Required work:
(a) Answer each question from the post on processing PDB ids with scripts. Mark your answers (i), (ii) and (iii).
(i) What would the input to the second script be?
(ii) What did the author make for output?
(iii) What does the associated notebook guide?
(b) Continue the post on processing PDB ids with scripts, starting after its final sentence.
Top of Given text
I show how you can write a single script to get the information you seek for a single PDB id. (Hopefully, by looking over some examples of various ways I've taken such a script the process one PDB code and then scaled I'll convince you that that this first step is the part that you most have to customize for tasks like this. If you process the data into a standardized data from, the downstream steps are pretty much standard.)

Then you have another script that process many PDB ids by repeating thart process over and over. Since that is really what you want to do, for your case, the second script (or one you customize to do what you want) is what you'd want to run. However, behind-the-scenes you'll know it is actually just running the one that processes a single PDB code over and over (or your version of the one that processed each PDB code) and you have some code guiding the input and the output at each end. Your input here would be a list of PDB id codes.

For output, I made Pandas dataframes. These are a common form of dealing with tabular/panel data in the Python world. The great thing is that these easily convert to tabular text data that can be put into spreadsheet or even converted to an Excel spreadsheet directly. The associated notebook I'll provide guides taking the dataframes produced and making the spreadsheet.

I already had the framework in place and so it was just a matter of adapting the two scripts and the notebook. (That being said, you'll want to start small and learn a little at a time. Or reverse-engineer and adapt a little at a time in your case. You'll note how I try to keep things pretty modular or progressing in steps. That makes it easier to build and recombine and adapt later.)

This is really only meant to illustrate the scaling and going to tabular text or spreadsheet form. You'll want to customize it.
Bottom of Given text
Top of Data
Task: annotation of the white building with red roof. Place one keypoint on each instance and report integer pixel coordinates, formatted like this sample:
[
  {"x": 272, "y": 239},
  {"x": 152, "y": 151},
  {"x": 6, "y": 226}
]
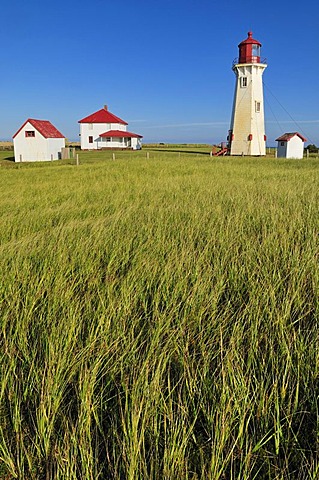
Bottom of Data
Numbered responses:
(a)
(i) A list of PDB id codes.
(ii) Pandas dataframes.
(iii) Taking the dataframes produced and making the spreadsheet.

(b)
In fact, I would encourage you to adapt the code to process the data from the the PDBFinder database suggested if it is possible. It will be much faster if you plan to run a lot of these. I built a delay into my demo because I didn't want to chance slamming the PDBsum site too often if someone took my code and used it with a gigantic list of PDB codes. With everything present on the same system drive already, you could feel free to run it as fast as can be done. So you'd want to delete time.spleep(0.3) from the 'MAKE DATAFRAMES FOR EACH PDB CODE:' section in the second script if you use it as a basis to adapt. Plus that data is much easier to parse. You'll see I do some acrobatic parsing in mine. (I sort of gave an intro to PDBsum in the bottom three paragraphs here. PDBsum's 1eve 'Top page' is what I used in the start of the demo.)

The cycle of taking a dataframe and getting a delimited text table file or a spreadsheet file is fairly straightforward once you see the process spelled out. The only thing that really needs to be changed are the specific file names. One of the few complexities that can get added is styling the dataframe so that the styling shows up in the Excel spreadsheet result, which I won't cover here. I have other notebooks I can point you to where I use it, if interested. Illustrating the straightforward nature of this, is that many of the notebooks in the series offered in my pdbsum-binder repo end with pretty much the same steps of going from dataframe to a tabular text data form that is more universally useable by folks not versed in Python. You can more easily get to the notebooks in the series by going here and pressing the launch binder badge. The page that comes up first lists the available notebooks, including the one I added to illustrate this.

Of course, PDBsum has drawbacks too. One I noted doing this was that the entries for very large structures, such as the ribosome, are very rudimentary with next to no information. Not even the reported resolution of the crystal structure. Because I already had the framework in place using PDBsum, that was why I am using it for this demo.

*FOOTNOTE: When you get around to make anything useful in sessions served by MyBinder, make sure you download it immediately because it will time out after 10 minutes of inactivity, or very rarely it will go poof with little chance of getting your stuff off the remote compute when something goes haywire in the long chain of tech backing this. There is actually a safety net, but it is best to review how it works ahead of time before you need it, see here.